**Short task:**
Reproduce the lines of the records below without any change, from the line with "Where can the shower curtain" to the line with "<point>318,274</point>", both included.

··· Data lines

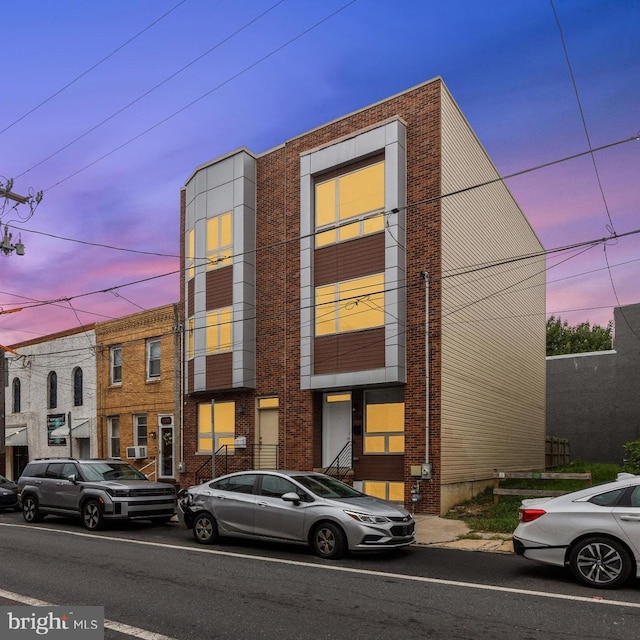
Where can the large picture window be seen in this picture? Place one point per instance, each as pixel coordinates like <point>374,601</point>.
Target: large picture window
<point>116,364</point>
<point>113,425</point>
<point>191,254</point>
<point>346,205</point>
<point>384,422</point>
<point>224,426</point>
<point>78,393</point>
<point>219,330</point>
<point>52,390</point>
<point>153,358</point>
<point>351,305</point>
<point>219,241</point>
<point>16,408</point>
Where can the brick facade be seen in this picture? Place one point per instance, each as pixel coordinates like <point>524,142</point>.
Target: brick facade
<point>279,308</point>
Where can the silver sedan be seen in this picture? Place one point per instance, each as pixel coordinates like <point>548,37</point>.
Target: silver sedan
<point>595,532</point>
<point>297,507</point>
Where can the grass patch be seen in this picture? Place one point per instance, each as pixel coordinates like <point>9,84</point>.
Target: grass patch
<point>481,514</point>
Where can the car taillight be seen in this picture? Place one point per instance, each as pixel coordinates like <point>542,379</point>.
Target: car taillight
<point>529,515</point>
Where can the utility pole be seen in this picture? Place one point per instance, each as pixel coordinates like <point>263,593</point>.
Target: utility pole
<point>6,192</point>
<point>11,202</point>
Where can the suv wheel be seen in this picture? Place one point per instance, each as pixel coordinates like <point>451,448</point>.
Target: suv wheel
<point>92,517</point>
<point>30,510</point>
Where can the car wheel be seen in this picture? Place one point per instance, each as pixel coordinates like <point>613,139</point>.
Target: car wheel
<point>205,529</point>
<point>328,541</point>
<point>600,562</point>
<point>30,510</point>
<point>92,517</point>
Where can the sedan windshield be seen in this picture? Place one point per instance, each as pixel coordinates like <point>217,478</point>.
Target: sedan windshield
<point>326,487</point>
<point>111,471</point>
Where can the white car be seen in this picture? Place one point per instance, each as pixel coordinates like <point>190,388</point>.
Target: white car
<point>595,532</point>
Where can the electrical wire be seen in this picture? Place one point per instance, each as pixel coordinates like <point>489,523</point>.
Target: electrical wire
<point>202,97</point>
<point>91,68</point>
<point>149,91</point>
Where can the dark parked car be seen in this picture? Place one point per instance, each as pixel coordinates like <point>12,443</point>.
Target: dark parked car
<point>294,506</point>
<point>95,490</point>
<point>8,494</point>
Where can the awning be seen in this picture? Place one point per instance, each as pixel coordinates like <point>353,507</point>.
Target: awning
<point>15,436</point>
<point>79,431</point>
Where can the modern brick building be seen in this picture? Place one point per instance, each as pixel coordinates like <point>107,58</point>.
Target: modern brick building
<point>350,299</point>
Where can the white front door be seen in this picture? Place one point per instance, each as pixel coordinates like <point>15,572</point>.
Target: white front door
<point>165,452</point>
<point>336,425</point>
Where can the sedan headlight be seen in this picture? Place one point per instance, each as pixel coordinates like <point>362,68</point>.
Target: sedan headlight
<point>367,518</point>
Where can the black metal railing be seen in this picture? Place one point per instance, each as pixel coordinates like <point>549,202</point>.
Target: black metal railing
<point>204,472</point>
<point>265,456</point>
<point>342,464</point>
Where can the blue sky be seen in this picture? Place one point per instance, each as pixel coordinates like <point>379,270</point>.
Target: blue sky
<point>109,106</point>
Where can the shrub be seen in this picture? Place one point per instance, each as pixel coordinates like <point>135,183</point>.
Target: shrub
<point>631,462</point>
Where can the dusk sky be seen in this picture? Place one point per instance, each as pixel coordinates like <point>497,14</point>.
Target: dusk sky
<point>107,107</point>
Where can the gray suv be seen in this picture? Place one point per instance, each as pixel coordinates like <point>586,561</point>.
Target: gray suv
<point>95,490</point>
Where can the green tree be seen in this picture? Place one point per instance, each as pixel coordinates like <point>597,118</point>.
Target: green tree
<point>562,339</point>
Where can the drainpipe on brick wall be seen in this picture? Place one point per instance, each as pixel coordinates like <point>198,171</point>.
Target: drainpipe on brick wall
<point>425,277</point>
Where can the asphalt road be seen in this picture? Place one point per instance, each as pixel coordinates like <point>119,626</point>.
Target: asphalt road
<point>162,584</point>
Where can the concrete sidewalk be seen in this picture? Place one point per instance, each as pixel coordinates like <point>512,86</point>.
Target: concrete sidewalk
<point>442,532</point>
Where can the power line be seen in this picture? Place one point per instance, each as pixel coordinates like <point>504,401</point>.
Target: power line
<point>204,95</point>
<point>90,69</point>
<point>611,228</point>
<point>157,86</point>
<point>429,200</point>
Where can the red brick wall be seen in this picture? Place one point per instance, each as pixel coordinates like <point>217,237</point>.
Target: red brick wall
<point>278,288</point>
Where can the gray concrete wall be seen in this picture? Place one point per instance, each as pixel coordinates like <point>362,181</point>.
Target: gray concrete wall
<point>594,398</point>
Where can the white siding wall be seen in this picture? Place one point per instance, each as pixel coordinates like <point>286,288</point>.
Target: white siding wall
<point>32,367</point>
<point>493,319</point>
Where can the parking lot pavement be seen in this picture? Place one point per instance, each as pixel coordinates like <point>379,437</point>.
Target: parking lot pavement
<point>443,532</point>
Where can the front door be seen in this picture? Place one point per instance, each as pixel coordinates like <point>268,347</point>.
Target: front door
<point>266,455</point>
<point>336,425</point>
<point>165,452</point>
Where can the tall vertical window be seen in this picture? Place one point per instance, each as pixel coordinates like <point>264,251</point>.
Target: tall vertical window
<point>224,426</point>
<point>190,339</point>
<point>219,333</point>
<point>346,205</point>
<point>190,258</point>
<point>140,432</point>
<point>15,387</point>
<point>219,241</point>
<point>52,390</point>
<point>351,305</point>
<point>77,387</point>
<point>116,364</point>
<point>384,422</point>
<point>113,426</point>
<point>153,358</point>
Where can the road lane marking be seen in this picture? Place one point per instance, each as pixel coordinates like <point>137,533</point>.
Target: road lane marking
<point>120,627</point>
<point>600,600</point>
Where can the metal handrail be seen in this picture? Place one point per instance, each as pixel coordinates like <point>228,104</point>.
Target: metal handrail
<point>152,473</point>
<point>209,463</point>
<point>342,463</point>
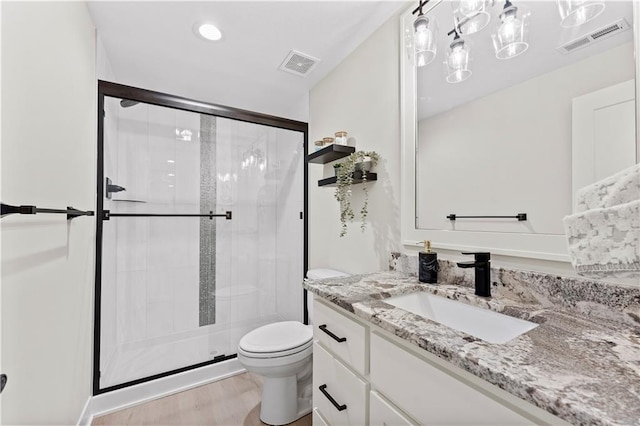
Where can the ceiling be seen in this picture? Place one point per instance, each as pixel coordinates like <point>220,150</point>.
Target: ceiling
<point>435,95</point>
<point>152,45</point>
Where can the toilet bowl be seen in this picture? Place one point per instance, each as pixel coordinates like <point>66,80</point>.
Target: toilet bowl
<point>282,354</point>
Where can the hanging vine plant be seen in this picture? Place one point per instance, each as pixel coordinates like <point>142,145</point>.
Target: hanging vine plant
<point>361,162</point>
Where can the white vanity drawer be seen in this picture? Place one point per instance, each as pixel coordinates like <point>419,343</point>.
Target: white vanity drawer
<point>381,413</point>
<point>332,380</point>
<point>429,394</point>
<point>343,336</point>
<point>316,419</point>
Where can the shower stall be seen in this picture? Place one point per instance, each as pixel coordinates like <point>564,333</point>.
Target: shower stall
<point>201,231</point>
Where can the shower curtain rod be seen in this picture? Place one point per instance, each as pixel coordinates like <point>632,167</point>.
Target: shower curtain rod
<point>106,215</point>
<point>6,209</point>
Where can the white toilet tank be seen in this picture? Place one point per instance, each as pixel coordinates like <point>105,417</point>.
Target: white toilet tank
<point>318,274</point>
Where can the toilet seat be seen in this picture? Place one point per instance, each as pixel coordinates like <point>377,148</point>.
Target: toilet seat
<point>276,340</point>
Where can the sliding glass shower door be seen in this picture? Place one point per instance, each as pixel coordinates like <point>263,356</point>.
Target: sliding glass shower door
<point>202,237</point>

······

**Expected output:**
Where can the shower curtain rod be seen in this picture? Place one point per instance, each as pixel coordinates like <point>632,167</point>.
Target: shower curtain rod
<point>106,215</point>
<point>6,209</point>
Where can the white toilet tank be seen in this picture? Place one point per instance, each as pixel coordinates like <point>105,417</point>.
Target: white toilet tank
<point>318,274</point>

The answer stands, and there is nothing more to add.